Set exercise 1 -> Translate this sentence from the passage on cobalt sulfide composites below into French: "Then 2-methylimidazole was added and in situ grown to form a Co-based zeolitic imidazolate framework (ZIF-67) crystal on the surface of GO (ZIF-67@GO)."
------------------------
Fig. 10 Schematic diagram of the synthesis route for Co9S8@CHSs. Reproduced from ref. 44, with permission from American Chemical Society, 2019. |
Fig. 11 Schematic illustration of the synthesis of (a) S@CNTs/Co3S4-NBs. Reproduced from ref. 46, with permission from American Chemical Society, 2017. (b) Schematic illustration of the synthesis of the 3D SnS@C-rGO nanocomposite. Reproduced from ref. 47, with permission from Wiley, 2019. |
Besides, Sun and Wu's group developed a more complicated composite consisting of cobalt sulfide quantum dots (Co9S8 QDs with size less than 4 nm), mesoporous hollow carbon polyhedral (HCP) and 3D reduced graphene oxide (rGO) nanoframes to form a hierarchical sponge-like architecture.48 Specifically, the Co9S8 QDs are homogeneously embedded in the HCP matrix, which is further encapsulated in the macropores of the 3D rGO framework, forming a double carbon-confined hierarchical composite. Such a composite has colorful structural characteristics: (1) the HCP can prevent the excessive growth and aggregation of Co9S8 QDs, as well as expanding their lattice parameters for enhanced reactivity; (2) the rGO skeleton and HCP can provide double confinement for fixing and dispersing the host Co9S8 QDs; (3) such an integrated composite enables rapid electron transfer and prevents the additional capacity originated from the conductive agents. Obviously, this (Co9S8 QD@HCP) @rGO composite has extraordinary traits for energy storage systems compared with conventional Co9S8@C or Co9S8-C materials. Fig. 12 illustrates the ice-template-assisted combinatorial synthesis procedure of the (Co9S8 QD@HCP) @rGO composite, which mainly includes three steps: firstly, positively charged Co2+ was adsorbed onto the surface of negatively charged GO through electrostatic interactions. Then 2-methylimidazole was added and in situ grown to form a Co-based zeolitic imidazolate framework (ZIF-67) crystal on the surface of GO (ZIF-67@GO). Secondly, such a ZIF-67@GO suspension was frozen at −15 °C to obtain an ice crystal, followed by freeze drying to generate the ZIF-67@GO sponge-like precursor. The formation of the 3D scaffold sponge structure is the result of the removal of residual water molecules by high vacuum sublimation while the ice crystal acts as the template. Thirdly, after a simultaneous thermal reduction, carbonization and sulfidation of the above precursor, desired sponge-like (Co9S8 QD@HCP) @rGO composites are created. During this annealing process, the central cobalt ions and organic ligands from ZIF-67 were converted into Co9S8 QDs and HCP, respectively, while the GO was reduced to macroporous 3D rGO.
------------------------
Set exercise 2 -> State how many lines of the listing below contain the string "green", treating case as significant. Reply with the number alone.

Data for this exercise ->
------------------------
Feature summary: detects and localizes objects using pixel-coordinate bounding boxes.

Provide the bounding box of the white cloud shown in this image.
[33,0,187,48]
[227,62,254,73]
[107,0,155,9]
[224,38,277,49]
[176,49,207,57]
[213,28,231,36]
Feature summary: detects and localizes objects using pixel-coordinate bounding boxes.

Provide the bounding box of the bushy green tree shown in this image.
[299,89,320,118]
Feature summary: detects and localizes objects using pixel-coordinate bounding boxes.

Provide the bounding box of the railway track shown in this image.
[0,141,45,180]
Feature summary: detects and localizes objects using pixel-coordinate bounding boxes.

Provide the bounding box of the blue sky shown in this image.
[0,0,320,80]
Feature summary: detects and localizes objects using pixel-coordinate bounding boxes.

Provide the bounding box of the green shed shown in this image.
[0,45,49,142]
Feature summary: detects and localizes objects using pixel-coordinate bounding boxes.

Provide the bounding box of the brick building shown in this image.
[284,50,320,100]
------------------------
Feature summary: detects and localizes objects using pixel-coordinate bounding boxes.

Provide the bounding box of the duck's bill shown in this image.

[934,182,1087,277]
------------------------
Complete answer 1 -> Ensuite, du 2-méthylimidazole a été ajouté et a crû in situ pour former un cristal de réseau d'imidazolate zéolithique à base de Co (ZIF-67) à la surface du GO (ZIF-67@GO).

Complete answer 2 -> 2